▶ **Record set**
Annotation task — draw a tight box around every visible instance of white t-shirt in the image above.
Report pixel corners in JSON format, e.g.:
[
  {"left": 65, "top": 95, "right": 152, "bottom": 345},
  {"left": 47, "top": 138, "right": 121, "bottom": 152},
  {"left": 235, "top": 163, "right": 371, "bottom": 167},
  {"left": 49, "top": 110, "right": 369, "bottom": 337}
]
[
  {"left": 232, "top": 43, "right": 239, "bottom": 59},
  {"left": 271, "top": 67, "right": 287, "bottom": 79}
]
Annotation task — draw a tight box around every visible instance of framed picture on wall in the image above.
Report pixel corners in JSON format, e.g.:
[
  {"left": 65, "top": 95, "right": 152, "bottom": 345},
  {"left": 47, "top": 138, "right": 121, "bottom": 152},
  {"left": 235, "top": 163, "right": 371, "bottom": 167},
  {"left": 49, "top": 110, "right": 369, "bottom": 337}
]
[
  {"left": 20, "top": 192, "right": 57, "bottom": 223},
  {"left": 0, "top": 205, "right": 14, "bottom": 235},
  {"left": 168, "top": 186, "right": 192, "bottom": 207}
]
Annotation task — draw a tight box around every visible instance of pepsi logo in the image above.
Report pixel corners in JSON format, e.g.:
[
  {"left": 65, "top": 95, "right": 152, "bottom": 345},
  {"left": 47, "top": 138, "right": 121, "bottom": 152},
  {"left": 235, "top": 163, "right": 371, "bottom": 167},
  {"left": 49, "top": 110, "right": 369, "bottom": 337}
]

==

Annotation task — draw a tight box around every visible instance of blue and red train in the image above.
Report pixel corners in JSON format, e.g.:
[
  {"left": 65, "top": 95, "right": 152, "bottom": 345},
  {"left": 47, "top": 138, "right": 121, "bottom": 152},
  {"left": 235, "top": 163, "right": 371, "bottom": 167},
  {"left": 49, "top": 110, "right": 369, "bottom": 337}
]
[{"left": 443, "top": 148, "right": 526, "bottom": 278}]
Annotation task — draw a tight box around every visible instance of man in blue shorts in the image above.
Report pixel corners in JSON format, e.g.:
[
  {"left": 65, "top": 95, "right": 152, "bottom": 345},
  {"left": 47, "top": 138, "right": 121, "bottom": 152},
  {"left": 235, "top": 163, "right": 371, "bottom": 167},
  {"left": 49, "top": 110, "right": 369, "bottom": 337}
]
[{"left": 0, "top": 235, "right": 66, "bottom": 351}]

==

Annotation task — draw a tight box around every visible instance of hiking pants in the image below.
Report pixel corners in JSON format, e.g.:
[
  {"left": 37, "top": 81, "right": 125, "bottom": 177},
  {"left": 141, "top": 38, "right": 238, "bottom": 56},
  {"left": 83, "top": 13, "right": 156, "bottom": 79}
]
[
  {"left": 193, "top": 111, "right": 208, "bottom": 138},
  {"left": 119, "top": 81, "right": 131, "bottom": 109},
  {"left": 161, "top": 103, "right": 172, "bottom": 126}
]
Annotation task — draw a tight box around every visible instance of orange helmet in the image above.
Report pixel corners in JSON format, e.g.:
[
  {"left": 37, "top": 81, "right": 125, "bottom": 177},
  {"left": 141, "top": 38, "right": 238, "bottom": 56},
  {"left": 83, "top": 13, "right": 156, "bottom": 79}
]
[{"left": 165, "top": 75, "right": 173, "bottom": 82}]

▶ **Assignment**
Every line above with the string "instance" in it should be copied into the answer.

▶ **Result of this exercise**
Annotation task — draw a tight box around every visible instance of white t-shirt in the image above.
Annotation task — draw a tight box around every visible instance of framed picture on wall in the image above.
Annotation task — draw a tight box around every visible instance of pepsi logo in the image above.
Annotation task — draw a tight box around every visible instance of blue and red train in the image above.
Annotation task — draw a tight box around every visible instance of man in blue shorts in the image above.
Annotation task — draw a tight box around every visible instance of hiking pants in the image below.
Annotation task — draw a tight box around every visible instance of orange helmet in the image above.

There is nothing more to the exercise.